(Beginning of Dataset records)

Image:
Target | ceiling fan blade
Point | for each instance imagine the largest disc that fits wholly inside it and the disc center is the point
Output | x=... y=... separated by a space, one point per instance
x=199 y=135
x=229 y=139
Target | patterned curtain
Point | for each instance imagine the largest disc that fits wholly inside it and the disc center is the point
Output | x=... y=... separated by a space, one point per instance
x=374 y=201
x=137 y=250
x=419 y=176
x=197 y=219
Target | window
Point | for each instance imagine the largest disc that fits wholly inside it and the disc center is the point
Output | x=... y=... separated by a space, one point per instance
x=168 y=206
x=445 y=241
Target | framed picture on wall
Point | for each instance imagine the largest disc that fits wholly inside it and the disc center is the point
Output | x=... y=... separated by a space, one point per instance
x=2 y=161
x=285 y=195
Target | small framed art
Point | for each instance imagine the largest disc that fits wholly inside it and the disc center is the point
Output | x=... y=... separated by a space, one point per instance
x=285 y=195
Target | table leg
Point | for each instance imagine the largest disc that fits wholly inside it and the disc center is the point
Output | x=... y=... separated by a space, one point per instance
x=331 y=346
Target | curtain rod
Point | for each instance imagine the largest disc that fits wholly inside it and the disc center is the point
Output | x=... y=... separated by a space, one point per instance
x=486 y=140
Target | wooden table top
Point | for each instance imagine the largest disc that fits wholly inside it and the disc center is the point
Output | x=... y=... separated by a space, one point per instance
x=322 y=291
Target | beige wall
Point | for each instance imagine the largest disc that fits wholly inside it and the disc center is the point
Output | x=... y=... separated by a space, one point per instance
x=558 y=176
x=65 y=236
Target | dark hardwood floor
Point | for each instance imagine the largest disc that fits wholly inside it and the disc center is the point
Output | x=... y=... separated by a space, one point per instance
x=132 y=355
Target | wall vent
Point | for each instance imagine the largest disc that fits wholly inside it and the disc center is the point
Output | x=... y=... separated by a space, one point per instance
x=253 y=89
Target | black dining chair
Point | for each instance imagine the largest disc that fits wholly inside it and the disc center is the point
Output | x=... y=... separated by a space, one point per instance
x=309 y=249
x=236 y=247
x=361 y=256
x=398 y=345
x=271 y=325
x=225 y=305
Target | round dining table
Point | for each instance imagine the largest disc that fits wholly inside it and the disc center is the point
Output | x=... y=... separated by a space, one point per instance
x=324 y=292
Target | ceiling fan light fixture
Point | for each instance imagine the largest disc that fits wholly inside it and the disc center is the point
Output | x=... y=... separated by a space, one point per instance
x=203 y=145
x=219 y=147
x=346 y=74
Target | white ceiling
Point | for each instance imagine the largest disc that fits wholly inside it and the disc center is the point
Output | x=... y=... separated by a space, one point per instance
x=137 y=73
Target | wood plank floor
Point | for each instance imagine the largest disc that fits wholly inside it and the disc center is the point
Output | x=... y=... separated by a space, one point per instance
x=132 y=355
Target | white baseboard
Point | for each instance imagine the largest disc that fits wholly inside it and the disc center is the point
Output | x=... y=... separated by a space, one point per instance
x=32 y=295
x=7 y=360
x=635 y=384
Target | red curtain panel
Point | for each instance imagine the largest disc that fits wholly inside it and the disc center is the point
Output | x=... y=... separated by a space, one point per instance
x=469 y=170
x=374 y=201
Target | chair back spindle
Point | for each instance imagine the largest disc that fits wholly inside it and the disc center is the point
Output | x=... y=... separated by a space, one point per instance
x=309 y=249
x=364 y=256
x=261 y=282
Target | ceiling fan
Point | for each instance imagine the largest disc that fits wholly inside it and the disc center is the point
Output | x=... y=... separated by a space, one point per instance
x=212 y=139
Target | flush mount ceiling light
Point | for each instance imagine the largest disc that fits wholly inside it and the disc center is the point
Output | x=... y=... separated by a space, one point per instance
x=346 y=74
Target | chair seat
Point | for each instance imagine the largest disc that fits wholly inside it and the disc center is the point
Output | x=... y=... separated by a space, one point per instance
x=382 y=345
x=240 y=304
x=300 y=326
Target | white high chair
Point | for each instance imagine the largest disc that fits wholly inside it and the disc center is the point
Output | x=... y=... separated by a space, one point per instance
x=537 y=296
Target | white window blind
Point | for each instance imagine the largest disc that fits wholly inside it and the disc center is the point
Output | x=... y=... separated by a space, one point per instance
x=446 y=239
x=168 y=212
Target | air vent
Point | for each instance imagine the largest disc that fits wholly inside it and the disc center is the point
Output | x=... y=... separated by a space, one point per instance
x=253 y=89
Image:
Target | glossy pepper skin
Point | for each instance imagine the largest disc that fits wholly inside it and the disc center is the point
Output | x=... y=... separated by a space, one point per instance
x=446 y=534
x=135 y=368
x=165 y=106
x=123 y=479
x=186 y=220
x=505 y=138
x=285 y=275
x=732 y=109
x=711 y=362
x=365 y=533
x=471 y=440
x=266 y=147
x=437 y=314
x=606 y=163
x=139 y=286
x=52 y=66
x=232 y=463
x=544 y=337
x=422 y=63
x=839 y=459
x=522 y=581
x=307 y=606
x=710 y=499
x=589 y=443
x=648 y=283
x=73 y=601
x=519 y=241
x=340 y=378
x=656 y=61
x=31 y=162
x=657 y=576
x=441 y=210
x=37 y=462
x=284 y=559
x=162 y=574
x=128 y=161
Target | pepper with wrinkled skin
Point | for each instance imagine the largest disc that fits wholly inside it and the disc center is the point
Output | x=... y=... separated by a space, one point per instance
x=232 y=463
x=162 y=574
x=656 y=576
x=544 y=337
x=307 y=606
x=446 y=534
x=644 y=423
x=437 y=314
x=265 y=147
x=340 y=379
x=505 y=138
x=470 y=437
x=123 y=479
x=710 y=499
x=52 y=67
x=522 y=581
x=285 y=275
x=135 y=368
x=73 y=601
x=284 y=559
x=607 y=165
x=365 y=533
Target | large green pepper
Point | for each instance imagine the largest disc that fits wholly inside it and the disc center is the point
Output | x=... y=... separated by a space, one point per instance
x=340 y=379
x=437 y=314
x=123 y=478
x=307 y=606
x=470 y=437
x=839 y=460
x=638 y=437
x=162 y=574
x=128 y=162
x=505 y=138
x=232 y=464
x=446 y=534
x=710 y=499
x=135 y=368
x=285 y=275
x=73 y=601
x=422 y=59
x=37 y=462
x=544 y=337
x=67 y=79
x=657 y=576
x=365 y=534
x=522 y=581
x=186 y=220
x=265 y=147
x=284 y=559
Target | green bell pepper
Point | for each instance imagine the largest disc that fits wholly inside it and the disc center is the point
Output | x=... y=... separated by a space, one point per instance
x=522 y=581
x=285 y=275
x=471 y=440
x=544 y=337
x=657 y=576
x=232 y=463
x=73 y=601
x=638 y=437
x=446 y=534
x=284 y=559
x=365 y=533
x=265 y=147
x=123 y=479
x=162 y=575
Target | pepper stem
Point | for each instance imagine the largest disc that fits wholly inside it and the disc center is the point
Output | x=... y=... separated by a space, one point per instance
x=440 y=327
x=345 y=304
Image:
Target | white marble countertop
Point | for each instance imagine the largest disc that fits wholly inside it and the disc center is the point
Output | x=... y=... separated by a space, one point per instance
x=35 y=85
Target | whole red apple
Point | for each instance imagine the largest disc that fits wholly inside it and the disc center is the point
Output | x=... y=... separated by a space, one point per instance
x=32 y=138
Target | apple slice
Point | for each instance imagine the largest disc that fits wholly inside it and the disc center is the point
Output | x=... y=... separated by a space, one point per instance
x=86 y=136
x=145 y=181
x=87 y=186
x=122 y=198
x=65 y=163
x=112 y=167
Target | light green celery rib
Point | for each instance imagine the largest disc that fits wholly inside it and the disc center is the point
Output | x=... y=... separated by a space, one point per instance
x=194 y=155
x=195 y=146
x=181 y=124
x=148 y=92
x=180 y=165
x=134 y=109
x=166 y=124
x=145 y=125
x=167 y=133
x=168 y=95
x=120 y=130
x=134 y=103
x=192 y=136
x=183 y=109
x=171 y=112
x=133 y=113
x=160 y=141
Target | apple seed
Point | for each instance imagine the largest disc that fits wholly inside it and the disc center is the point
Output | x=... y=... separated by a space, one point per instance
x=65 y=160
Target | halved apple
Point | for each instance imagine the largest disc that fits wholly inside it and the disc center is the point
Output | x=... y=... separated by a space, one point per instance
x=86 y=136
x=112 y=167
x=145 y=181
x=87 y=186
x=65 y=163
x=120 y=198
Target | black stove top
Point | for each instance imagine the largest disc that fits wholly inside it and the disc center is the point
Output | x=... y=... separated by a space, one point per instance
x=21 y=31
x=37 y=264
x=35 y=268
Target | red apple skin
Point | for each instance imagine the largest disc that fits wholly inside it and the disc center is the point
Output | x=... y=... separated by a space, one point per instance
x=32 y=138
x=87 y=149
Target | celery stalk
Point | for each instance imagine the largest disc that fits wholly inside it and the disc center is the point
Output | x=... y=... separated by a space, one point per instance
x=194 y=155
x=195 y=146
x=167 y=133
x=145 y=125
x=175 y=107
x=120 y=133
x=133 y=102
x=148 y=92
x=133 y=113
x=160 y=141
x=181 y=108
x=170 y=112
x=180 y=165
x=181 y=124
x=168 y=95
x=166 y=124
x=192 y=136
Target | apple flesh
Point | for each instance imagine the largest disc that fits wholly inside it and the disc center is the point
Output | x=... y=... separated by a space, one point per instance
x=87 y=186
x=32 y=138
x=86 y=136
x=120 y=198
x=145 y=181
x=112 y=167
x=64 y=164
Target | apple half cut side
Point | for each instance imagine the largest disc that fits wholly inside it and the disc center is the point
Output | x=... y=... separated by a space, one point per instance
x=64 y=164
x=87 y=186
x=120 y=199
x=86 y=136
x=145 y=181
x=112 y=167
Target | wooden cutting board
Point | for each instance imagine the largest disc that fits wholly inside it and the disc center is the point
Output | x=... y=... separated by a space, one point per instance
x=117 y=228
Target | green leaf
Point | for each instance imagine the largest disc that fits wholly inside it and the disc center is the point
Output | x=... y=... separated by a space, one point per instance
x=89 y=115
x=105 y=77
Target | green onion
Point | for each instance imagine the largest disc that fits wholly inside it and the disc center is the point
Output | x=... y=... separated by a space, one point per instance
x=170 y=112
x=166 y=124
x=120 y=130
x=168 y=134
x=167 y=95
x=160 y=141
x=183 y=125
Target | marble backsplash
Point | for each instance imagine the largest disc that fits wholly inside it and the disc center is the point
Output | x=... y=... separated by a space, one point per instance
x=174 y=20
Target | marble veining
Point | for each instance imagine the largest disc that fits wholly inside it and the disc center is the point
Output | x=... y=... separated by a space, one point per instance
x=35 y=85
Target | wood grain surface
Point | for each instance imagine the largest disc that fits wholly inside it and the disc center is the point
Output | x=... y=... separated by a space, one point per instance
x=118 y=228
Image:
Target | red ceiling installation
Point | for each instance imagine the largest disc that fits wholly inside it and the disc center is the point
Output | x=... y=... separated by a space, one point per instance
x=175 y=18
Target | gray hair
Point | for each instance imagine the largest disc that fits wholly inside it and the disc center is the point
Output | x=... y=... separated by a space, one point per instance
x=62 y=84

(End of Dataset records)

Task instructions: Where a line in the records above contains the string "celery", return that line.

Exercise output:
Target | light green celery rib
Target | celery stalk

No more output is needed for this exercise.